Take the records underneath and set them down exactly.

** Begin Extracted entries **

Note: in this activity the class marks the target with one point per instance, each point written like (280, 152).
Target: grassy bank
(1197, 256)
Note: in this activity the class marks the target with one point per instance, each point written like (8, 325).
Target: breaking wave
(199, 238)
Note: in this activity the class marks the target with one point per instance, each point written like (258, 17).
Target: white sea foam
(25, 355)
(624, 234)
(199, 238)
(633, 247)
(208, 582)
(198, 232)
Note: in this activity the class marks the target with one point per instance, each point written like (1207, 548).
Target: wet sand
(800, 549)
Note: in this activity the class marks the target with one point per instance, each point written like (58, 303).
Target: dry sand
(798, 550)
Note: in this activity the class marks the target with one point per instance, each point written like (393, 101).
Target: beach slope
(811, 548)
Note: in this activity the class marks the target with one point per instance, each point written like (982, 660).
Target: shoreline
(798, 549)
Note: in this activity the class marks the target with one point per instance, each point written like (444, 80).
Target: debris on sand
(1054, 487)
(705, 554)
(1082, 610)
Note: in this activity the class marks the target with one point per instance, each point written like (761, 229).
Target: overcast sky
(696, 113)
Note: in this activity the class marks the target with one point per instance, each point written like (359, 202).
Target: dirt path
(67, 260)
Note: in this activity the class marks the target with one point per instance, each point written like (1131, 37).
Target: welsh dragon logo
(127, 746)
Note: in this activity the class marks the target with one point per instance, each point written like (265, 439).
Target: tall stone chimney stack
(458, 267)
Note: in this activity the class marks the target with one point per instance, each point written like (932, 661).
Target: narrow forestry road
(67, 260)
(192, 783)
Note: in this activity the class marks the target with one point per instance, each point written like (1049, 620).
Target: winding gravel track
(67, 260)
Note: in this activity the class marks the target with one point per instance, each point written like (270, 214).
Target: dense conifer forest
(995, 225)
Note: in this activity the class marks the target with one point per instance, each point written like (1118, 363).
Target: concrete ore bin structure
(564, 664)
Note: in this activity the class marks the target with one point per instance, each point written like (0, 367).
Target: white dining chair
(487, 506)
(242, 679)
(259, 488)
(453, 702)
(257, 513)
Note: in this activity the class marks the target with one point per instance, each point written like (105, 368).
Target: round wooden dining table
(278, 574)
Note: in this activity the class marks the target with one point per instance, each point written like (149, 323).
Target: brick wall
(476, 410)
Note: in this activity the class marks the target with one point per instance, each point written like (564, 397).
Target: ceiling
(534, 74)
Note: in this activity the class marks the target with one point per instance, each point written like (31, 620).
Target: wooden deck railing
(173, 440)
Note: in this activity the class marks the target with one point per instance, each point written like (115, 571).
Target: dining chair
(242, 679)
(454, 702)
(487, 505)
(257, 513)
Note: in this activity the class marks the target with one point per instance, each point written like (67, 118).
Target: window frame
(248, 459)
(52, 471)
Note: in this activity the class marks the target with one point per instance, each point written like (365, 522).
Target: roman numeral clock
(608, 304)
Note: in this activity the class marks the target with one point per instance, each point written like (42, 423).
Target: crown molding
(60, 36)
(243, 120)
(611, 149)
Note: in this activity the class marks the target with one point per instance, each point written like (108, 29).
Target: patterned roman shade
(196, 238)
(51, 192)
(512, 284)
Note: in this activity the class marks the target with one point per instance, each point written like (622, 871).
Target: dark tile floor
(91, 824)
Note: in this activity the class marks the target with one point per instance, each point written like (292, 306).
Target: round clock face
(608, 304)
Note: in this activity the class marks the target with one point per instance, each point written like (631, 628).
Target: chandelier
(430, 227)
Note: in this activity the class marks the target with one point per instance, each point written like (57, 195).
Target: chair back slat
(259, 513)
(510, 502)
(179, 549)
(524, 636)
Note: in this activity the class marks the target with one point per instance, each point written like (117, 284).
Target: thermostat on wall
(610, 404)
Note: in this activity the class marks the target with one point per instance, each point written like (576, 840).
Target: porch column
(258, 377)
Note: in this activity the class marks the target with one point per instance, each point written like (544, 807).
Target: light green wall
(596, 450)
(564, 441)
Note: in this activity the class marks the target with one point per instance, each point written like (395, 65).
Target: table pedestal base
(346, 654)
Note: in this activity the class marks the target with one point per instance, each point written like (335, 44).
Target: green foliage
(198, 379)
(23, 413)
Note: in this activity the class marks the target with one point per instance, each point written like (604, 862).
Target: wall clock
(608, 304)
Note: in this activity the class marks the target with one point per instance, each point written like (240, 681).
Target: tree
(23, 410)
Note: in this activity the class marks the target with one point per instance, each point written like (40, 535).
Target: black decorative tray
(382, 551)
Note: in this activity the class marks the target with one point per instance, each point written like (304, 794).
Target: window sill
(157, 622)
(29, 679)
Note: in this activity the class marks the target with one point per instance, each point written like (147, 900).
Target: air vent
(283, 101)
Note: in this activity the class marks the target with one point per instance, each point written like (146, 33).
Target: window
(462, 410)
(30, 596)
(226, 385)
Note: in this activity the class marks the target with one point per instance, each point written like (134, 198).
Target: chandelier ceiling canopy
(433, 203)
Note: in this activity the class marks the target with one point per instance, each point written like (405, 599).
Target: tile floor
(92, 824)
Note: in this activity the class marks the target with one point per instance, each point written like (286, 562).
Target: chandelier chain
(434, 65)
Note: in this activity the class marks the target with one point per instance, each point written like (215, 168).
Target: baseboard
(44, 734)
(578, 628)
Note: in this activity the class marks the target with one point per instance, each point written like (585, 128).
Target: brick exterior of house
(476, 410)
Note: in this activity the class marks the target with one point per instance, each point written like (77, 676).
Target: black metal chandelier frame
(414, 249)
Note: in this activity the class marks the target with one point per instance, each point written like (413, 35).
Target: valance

** End Extracted entries **

• Answer for this exercise:
Note: in this activity the class marks the target with one point per instance, each point written like (280, 152).
Target: grassy bank
(1197, 256)
Note: in this activity the class marks the target with one point per instance, each point written like (8, 325).
Target: breaking wave
(199, 238)
Note: in this activity the class marks the target with one point per instance, each point written like (258, 17).
Target: white sea foam
(25, 355)
(624, 234)
(199, 238)
(633, 247)
(208, 582)
(198, 232)
Note: in this activity the class marks the target with one point per instance, each point written like (1207, 548).
Target: wet sand
(800, 549)
Note: in this activity the class marks the target with one point per instance, each point written like (58, 303).
Target: dry sand
(798, 550)
Note: in this activity the class marks the target with one point per instance, each point written like (393, 101).
Target: beach slope
(811, 548)
Note: in this activity the class marks the target with one point per instance, each point written like (982, 660).
Target: shoreline
(798, 549)
Note: in this activity the class marks the target with one point per instance, each point written like (444, 80).
Target: debris on sand
(1054, 487)
(705, 554)
(1082, 610)
Note: in this activity the class marks the target with one point per instance, each point written like (761, 229).
Target: overcast sky
(696, 113)
Note: in this activity the class marks the target with one point per instance, each point written like (359, 202).
Target: dirt path
(67, 260)
Note: in this activity the class marks the target with one point per instance, each point written like (1131, 37).
Target: welsh dragon logo
(127, 746)
Note: in this activity the class marks the target with one point per instance, each point written like (265, 439).
Target: tall stone chimney stack
(458, 267)
Note: in this activity the class marks the target with one point per instance, each point written like (932, 661).
Target: narrow forestry road
(67, 260)
(192, 783)
Note: in this activity the class marks the target with one point per instance, each point written like (1049, 620).
Target: winding gravel track
(67, 260)
Note: in this activity the class marks the target with one point per instance, each point written like (270, 214).
Target: dense conifer forest
(995, 225)
Note: in this activity the class marks the target with one point per instance, each point written like (1118, 363).
Target: concrete ore bin structure
(564, 664)
Note: in this activity the class marks the target with one point per instance, each point written like (0, 367).
Target: white dining chair
(487, 506)
(242, 679)
(259, 488)
(453, 702)
(257, 513)
Note: in this activity the class marks the target with one point per instance, each point written like (105, 368).
Target: round wooden dining table
(278, 574)
Note: in this activity the class marks the target with one point per instance, each point written like (149, 323).
Target: brick wall
(476, 410)
Note: in this activity the class marks the target with one point per instance, each point written like (564, 397).
Target: ceiling
(534, 74)
Note: in this activity the class marks the target with one point per instance, each point written like (31, 620).
Target: wooden deck railing
(173, 440)
Note: in this activity the class marks the target with one point per instance, each point written like (115, 571).
Target: dining chair
(242, 679)
(454, 702)
(487, 505)
(257, 513)
Note: in this activity the class marks the target with one point per instance, each point written like (67, 118).
Target: window frame
(248, 459)
(52, 471)
Note: in this activity the class marks the target with one point per instance, each point written like (365, 522).
Target: roman numeral clock
(608, 304)
Note: in this activity the class marks the target with one point per instance, each point written like (42, 423).
Target: crown molding
(60, 36)
(243, 120)
(611, 149)
Note: in this activity the class marks the target with one point per instance, each point written like (108, 29).
Target: patterned roman shade
(196, 238)
(51, 192)
(512, 284)
Note: in this activity the class marks the target with one point per instance, each point written like (622, 871).
Target: dark tile floor
(91, 824)
Note: in this activity the class marks the target with one point per instance, each point written like (292, 306).
Target: round clock face
(608, 304)
Note: in this activity the class marks the target with one point per instance, each point written like (631, 628).
Target: chandelier
(430, 227)
Note: in this activity the class marks the target with one point per instance, each point written like (57, 195).
Target: chair back slat
(259, 513)
(510, 502)
(179, 549)
(524, 636)
Note: in this activity the class marks the target with one point per instance, each point written like (117, 284).
Target: thermostat on wall
(610, 404)
Note: in this activity the class marks the target with one point per instance, each point written like (576, 840).
Target: porch column
(258, 377)
Note: in this activity the class marks the target with one point per instance, each point written like (544, 807).
Target: light green wall
(596, 450)
(564, 441)
Note: in this activity the class marks the target with one point per instance, each point written like (395, 65).
Target: table pedestal base
(346, 654)
Note: in this activity the class marks the target with one point per instance, each point written like (335, 44).
Target: green foliage
(198, 379)
(23, 413)
Note: in this activity the class marks the target with one point per instance, each point written like (604, 862).
Target: wall clock
(608, 304)
Note: in this activity the class marks the target with one point per instance, each point written like (240, 681).
Target: tree
(23, 410)
Note: in this activity the class marks the target with one point per instance, each point written like (40, 535).
Target: black decorative tray
(382, 551)
Note: in this activity the class marks the target with one point per instance, each point written like (304, 794).
Target: window sill
(157, 622)
(29, 679)
Note: in this activity the class marks the target with one point per instance, each point written like (147, 900).
Target: air vent
(283, 101)
Note: in this activity the class marks the target with one point per instance, each point written like (146, 33).
Target: window
(462, 410)
(30, 596)
(226, 385)
Note: in this activity the class marks the target with one point per instance, each point written like (134, 198).
Target: chandelier ceiling canopy
(433, 203)
Note: in this activity the class marks the target with one point per instance, each point written like (405, 599).
Target: tile floor
(92, 824)
Note: in this activity the class marks the target with one point per instance, each point written like (286, 562).
Target: chandelier chain
(434, 65)
Note: in this activity the class marks the target with one point per instance, each point written like (215, 168).
Target: baseboard
(44, 734)
(578, 628)
Note: in this activity the class marks the target with one point per instance, each point written like (585, 128).
Target: brick exterior of house
(476, 410)
Note: in this activity the class marks the target with one point per instance, each point written like (77, 676).
Target: black metal chandelier frame
(414, 249)
Note: in this activity the class marks the target with one point per instance, each point written like (413, 35).
Target: valance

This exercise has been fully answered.